The lawyer had also arranged for an official translator from David to be there as well. The translator wasn’t really needed, but he was there. I asked the translator when he had been notified of this event. He said 2 weeks ago!
He had 2 weeks notice and we had 3 hours. Okay, another frustration. I, of course, mentioned this to our lawyer. The explanation the lawyer provided was unsatisfactory. In my opinion, she had simply forgotten to notify us.
This event took many hours. Part of that time was spent waiting for the office staff to get ready for the appointment they had set themselves. Oh, well.
You should know that “playing right field-type” things will happen in Panama. You may have been talking with someone for months, maybe years, about buying or selling a property, or setting up a boy scouts pack. Then one day they will show up at your house ready to make it happen. And they will expect you to do it now. Right then.
My advice, if you are sure you want to make it happen, do it right then.
Things change. Some folks will take offense that you won’t do it right then. You need to know the players and how they are likely to respond to you delaying action now that they are finally ready to take action themselves.
This month, like most months, no sudden and unexpected appointments occurred.
Internet & Electricity Failures
This month’s frustrations mostly involved electricity and Internet. Or rather, the lack of those items.

Material supplied:
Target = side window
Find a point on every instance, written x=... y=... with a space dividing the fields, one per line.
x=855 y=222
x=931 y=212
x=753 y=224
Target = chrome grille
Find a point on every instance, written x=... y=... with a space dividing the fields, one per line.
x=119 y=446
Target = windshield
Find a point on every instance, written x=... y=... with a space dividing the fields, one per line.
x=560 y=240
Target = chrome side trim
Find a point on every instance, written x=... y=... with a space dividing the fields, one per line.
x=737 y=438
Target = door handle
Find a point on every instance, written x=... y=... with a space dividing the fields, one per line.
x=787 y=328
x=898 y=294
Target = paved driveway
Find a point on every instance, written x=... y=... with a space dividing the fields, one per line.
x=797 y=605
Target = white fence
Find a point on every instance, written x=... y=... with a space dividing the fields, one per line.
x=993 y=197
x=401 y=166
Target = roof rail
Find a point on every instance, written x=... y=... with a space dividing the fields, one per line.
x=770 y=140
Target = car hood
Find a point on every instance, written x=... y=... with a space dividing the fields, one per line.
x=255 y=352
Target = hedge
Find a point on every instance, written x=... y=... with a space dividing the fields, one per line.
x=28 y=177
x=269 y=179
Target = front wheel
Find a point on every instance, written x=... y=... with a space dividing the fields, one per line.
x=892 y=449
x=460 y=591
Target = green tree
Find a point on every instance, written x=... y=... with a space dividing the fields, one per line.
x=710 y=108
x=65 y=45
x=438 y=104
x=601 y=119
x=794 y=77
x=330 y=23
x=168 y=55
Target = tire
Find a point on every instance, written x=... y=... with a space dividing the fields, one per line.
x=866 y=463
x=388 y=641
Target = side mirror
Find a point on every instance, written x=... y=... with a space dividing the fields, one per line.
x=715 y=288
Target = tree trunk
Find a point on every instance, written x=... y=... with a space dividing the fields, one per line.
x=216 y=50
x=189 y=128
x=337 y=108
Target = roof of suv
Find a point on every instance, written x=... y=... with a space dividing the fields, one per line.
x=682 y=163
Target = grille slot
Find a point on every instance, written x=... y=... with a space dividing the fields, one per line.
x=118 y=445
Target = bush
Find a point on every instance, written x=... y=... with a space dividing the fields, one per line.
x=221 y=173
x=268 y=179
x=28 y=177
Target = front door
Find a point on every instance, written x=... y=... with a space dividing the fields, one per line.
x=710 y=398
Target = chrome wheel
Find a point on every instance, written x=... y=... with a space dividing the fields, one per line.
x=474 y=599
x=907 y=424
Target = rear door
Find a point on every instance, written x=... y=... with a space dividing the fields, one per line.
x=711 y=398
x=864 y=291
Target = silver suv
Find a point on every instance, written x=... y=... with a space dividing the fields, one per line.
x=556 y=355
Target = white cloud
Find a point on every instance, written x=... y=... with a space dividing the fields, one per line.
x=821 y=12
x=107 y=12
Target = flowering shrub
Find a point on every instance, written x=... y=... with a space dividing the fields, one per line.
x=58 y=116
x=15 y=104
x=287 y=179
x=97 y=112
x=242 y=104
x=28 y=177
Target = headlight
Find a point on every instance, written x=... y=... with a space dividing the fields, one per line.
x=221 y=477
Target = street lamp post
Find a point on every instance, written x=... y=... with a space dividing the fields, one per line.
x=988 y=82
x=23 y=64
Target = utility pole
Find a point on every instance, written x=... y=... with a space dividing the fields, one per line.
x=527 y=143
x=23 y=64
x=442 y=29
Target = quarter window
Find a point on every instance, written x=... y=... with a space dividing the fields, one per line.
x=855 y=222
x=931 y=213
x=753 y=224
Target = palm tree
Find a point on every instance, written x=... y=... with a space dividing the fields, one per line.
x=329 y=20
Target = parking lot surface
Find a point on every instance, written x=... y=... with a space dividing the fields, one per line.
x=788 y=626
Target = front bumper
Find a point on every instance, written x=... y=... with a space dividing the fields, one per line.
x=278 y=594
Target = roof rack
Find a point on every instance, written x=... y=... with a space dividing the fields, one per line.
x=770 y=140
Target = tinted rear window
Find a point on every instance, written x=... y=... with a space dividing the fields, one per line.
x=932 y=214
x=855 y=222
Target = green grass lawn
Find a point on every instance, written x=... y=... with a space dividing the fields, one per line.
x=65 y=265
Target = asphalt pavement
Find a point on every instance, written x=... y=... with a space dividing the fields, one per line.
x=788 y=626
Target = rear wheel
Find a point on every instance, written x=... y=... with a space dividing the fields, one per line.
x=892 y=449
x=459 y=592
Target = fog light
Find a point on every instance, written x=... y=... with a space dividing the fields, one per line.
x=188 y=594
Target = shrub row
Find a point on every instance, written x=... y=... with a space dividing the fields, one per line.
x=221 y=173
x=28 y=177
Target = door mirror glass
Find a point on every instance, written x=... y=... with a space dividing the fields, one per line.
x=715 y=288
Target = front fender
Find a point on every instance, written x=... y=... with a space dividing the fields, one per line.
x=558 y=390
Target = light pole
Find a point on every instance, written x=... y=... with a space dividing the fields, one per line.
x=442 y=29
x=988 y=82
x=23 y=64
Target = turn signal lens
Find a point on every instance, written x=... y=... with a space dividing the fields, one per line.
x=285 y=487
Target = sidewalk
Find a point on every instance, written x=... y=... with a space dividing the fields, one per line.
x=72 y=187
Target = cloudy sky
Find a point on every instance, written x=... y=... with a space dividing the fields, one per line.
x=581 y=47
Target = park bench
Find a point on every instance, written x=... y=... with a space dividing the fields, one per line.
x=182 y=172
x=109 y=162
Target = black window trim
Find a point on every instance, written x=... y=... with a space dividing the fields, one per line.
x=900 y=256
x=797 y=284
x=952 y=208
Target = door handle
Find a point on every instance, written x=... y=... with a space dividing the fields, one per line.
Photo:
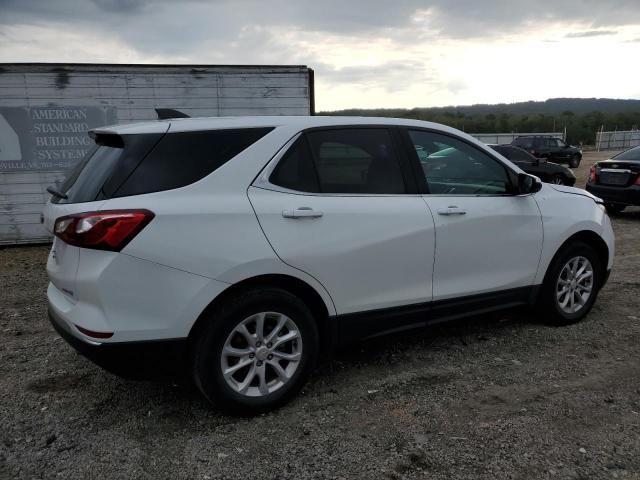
x=302 y=212
x=451 y=210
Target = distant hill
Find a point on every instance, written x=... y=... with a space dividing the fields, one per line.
x=581 y=117
x=550 y=106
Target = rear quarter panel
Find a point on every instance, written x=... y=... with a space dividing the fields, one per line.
x=565 y=213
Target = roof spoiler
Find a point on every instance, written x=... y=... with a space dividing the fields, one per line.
x=168 y=113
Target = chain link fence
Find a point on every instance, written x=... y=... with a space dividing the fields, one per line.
x=502 y=138
x=617 y=140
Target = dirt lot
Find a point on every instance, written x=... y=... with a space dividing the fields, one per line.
x=489 y=398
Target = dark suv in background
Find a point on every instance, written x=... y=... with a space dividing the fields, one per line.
x=546 y=171
x=551 y=148
x=617 y=180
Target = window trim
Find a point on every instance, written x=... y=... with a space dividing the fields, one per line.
x=422 y=181
x=399 y=149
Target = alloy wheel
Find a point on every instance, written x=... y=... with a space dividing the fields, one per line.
x=575 y=285
x=261 y=354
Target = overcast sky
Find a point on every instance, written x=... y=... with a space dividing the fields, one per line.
x=366 y=53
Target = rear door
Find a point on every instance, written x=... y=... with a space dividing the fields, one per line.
x=340 y=206
x=487 y=239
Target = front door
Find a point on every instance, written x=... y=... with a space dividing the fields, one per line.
x=337 y=207
x=487 y=239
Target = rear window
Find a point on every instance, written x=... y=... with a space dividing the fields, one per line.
x=126 y=165
x=631 y=154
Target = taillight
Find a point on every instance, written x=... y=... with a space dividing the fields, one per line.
x=108 y=230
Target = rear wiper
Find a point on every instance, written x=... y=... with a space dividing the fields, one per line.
x=56 y=193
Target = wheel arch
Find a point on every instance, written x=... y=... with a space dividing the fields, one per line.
x=293 y=285
x=590 y=238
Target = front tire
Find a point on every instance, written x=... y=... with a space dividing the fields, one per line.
x=571 y=285
x=255 y=351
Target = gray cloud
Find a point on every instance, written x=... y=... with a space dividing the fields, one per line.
x=154 y=25
x=591 y=33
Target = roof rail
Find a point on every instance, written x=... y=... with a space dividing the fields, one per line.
x=168 y=113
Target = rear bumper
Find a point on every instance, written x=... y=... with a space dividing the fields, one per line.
x=622 y=195
x=143 y=360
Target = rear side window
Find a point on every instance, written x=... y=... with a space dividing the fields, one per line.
x=183 y=158
x=86 y=182
x=135 y=164
x=296 y=170
x=356 y=160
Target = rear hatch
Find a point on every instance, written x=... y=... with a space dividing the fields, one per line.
x=94 y=179
x=126 y=165
x=613 y=173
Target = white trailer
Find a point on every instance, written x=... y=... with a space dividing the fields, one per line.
x=46 y=110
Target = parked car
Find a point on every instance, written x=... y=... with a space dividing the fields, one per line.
x=551 y=148
x=617 y=180
x=547 y=171
x=238 y=249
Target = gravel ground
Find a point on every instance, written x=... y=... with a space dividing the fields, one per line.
x=502 y=397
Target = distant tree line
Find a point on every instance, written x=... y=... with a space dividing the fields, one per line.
x=581 y=117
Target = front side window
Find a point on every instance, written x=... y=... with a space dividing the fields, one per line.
x=458 y=168
x=354 y=160
x=551 y=143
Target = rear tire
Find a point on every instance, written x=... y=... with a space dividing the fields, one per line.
x=614 y=208
x=244 y=370
x=571 y=285
x=575 y=161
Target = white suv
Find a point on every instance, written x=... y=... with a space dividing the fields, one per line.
x=238 y=249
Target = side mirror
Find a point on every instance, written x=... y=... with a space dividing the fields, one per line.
x=528 y=184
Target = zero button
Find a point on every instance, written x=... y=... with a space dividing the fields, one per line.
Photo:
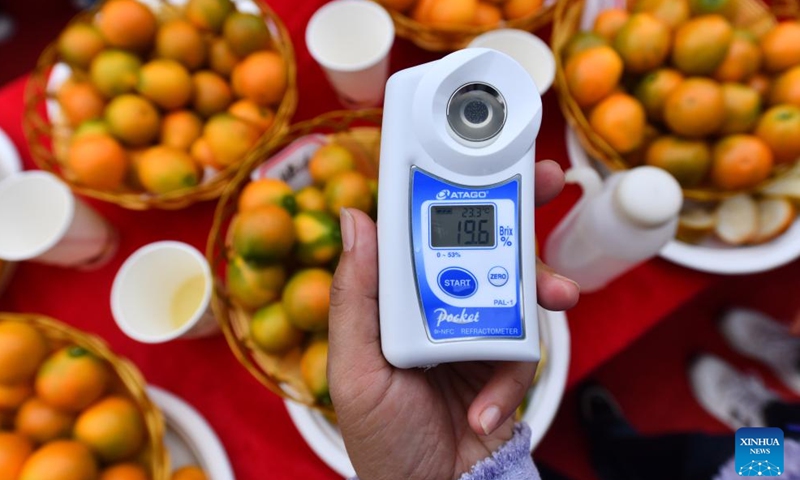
x=498 y=276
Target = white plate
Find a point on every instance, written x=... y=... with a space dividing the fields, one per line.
x=326 y=441
x=712 y=256
x=10 y=162
x=189 y=439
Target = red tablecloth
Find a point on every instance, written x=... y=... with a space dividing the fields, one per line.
x=252 y=423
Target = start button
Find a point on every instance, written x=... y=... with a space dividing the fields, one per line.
x=457 y=282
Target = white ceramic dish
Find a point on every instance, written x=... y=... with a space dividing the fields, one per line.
x=189 y=439
x=545 y=398
x=10 y=162
x=524 y=47
x=712 y=256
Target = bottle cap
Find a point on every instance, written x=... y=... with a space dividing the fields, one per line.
x=649 y=196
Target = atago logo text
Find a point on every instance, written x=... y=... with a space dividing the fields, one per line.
x=463 y=317
x=447 y=194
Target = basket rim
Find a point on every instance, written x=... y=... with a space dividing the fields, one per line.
x=129 y=375
x=597 y=148
x=36 y=124
x=216 y=253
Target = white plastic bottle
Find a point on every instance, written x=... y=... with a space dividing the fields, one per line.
x=615 y=226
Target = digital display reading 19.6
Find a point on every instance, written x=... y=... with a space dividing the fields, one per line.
x=462 y=226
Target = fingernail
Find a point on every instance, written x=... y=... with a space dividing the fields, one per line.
x=489 y=419
x=348 y=226
x=569 y=280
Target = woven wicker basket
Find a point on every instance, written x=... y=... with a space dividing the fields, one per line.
x=129 y=382
x=747 y=14
x=47 y=141
x=280 y=374
x=450 y=38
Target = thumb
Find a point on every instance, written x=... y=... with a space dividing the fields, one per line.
x=354 y=333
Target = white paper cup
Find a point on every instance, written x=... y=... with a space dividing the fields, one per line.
x=42 y=221
x=351 y=40
x=526 y=48
x=10 y=163
x=148 y=285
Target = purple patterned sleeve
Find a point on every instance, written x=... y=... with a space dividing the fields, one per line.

Task list:
a – In the Panama excerpt above, why does the writer advise acting right away when someone finally shows up ready to make a long-discussed plan happen?
b – List every example the Panama excerpt gives of something you may have been discussing with someone for months or years before they suddenly show up ready to do it.

List of solutions:
a – The writer says things change, and some people will take offense if you don't act right then. You need to know how the people involved are likely to respond if you delay once they are finally ready to act.

b –
- Buying a property
- Selling a property
- Setting up a boy scouts pack